Reproduce every line that appears below, precisely and completely.

Records drawn from a dataset:
──────────────────────────────

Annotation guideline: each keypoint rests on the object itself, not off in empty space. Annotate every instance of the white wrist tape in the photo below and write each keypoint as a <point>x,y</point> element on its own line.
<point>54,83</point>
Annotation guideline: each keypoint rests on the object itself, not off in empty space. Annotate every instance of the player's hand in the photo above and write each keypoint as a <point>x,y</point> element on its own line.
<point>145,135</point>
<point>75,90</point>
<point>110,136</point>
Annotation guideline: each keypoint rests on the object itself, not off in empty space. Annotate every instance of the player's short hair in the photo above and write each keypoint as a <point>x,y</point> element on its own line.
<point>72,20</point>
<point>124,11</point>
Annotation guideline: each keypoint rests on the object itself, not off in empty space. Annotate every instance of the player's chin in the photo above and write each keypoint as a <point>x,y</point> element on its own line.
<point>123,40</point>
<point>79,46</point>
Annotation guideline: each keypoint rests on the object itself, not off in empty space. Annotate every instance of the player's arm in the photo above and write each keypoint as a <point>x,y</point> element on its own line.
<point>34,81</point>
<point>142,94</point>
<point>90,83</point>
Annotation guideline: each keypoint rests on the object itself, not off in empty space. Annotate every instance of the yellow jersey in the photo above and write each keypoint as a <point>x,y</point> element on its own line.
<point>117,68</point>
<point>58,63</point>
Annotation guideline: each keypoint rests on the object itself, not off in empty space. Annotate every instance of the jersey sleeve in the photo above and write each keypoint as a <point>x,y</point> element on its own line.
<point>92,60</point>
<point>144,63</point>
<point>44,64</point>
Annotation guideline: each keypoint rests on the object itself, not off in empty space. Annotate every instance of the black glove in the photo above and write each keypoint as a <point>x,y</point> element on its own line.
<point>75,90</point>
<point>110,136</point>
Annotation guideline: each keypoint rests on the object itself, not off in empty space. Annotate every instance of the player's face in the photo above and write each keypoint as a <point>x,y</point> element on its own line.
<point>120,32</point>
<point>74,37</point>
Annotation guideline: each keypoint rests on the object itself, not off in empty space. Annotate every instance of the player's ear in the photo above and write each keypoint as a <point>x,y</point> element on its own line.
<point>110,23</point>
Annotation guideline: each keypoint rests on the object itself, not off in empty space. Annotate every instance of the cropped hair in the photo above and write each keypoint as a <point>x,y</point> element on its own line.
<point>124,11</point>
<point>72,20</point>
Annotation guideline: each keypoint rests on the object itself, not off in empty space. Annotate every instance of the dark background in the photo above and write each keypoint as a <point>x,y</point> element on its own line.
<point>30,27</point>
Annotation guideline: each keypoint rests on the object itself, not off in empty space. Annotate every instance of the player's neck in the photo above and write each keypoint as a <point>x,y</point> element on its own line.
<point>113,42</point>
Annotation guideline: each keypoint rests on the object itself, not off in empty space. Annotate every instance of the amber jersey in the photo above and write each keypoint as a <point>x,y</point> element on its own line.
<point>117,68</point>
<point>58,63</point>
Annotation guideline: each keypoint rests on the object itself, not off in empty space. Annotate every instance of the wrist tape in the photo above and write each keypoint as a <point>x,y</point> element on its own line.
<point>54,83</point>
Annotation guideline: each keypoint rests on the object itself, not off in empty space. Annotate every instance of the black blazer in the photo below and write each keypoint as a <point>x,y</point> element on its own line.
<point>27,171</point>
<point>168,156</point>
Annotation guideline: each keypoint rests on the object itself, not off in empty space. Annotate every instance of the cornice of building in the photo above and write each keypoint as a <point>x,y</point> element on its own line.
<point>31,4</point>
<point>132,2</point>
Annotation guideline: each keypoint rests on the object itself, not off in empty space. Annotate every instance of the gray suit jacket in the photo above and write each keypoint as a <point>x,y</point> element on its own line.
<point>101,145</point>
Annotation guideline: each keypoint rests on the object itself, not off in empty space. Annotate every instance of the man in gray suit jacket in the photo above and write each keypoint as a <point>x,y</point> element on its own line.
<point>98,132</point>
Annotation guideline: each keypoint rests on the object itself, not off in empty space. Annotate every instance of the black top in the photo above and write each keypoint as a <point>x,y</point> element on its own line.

──────────────────────────────

Problem solution:
Annotation guideline: each keypoint rests on the object itself, not off in empty space. Annotate every instance of the white wrist tape in the photo below and write each keypoint as a <point>x,y</point> element on its own line.
<point>54,83</point>
Annotation guideline: each keypoint rests on the object itself, not off in empty space. Annotate every instance of the player's hand in the photo above and write each keypoint as a <point>x,y</point> element on its own line.
<point>145,135</point>
<point>75,90</point>
<point>110,136</point>
Annotation guideline: each keypoint rests on the object itself, not off in empty space. Annotate every instance of the player's short hair in the photo above and write each keypoint as a <point>x,y</point> element on its own line.
<point>72,20</point>
<point>124,11</point>
Annotation guideline: each keypoint rests on the object itself, not off in empty space. Annotate every instance of the player's chin in the photo above and write each keypoint as a <point>x,y</point> element on its own line.
<point>123,40</point>
<point>79,46</point>
Annotation guideline: each keypoint rests on the object itself, not off in empty space. Annotate every instance of the player's arm in the photo above and write each keypoint as a <point>x,y</point> element on its own line.
<point>34,81</point>
<point>142,94</point>
<point>90,83</point>
Annotation guideline: each keypoint rests on the object itself, not off in empty space. Annotate every instance of the yellow jersey in the photo above and write each keypoint as a <point>x,y</point> element on its own line.
<point>117,68</point>
<point>58,63</point>
Annotation guideline: each keypoint rests on the object itself, not off in empty space. Annotate every instance of the jersey sleeve in the photo above and write each keypoint as a <point>x,y</point> element on its own line.
<point>92,60</point>
<point>144,63</point>
<point>44,64</point>
Annotation guideline: each keypoint rests on the object itself, not off in empty space. Annotate every instance of the black glove in the photo above and write each keypoint as a <point>x,y</point> element on its own line.
<point>75,90</point>
<point>110,136</point>
Annotation guideline: each keypoint rests on the object itself, not off in empty space. Annotate every instance of the player's face in the photo above and write each keypoint as a <point>x,y</point> element on its own line.
<point>120,32</point>
<point>74,37</point>
Annotation guideline: each keypoint rests on the object itself, not off in empty space. Annotate every instance of the player's ear in the photo above and write each keypoint as a <point>x,y</point> element on its own line.
<point>110,23</point>
Annotation guideline: each keypoint rests on the object itself, not off in empty space. Annotate every instance of the cropped hair in the photo above and write each keypoint as a <point>x,y</point> element on its own line.
<point>124,11</point>
<point>72,20</point>
Annotation guideline: each keypoint rests on the object itself, not off in empty space. Annotate every instance of the dark background in the photo above and write each keypoint as a <point>x,y</point> element on its own line.
<point>30,27</point>
Annotation guideline: each keypoint rests on the object itself, not off in empty space. Annotate every instance of the player's neck in the photo above and write each keypoint as a <point>x,y</point> element on its own line.
<point>113,42</point>
Annotation guideline: each keypoint rests on the object itself, not off in empty space. Annotate every instance of the amber jersey in the photo above and write each keypoint as a <point>x,y</point> element on its own line.
<point>117,68</point>
<point>58,63</point>
Annotation guideline: each keypoint rests on the object itself, not off in empty space. Annotate every instance of the wrist tape in the photo above and write each keypoint as a <point>x,y</point> element on its own line.
<point>54,83</point>
Annotation guideline: each keypoint rests on the object itself, not off in empty space. Annotate every instance of the black blazer in the photo below and write each keypoint as a <point>x,y</point> element on its own line.
<point>27,171</point>
<point>168,156</point>
Annotation guideline: each keypoint rests on the object itself, not off in empty space. Annotate every instance of the cornice of building in the photo above and write each keypoint as a <point>x,y</point> element on its own line.
<point>31,4</point>
<point>132,2</point>
Annotation guideline: each keypoint rests on the object itself, not off in empty space. Annotate every instance of the gray suit jacket in the photo above and write each keypoint as a <point>x,y</point> element on its own line.
<point>101,145</point>
Annotation guideline: each keypoint rests on the object itself, not off in empty space. Annotate every instance of the man in gray suit jacket in the photo above and write each keypoint as a <point>x,y</point> element on its own line.
<point>98,132</point>
Annotation guideline: each keypoint rests on the object itself, not off in empty space. Annotate every instance of the black top in the photo above and write each keypoint as a <point>x,y</point> element on its own line.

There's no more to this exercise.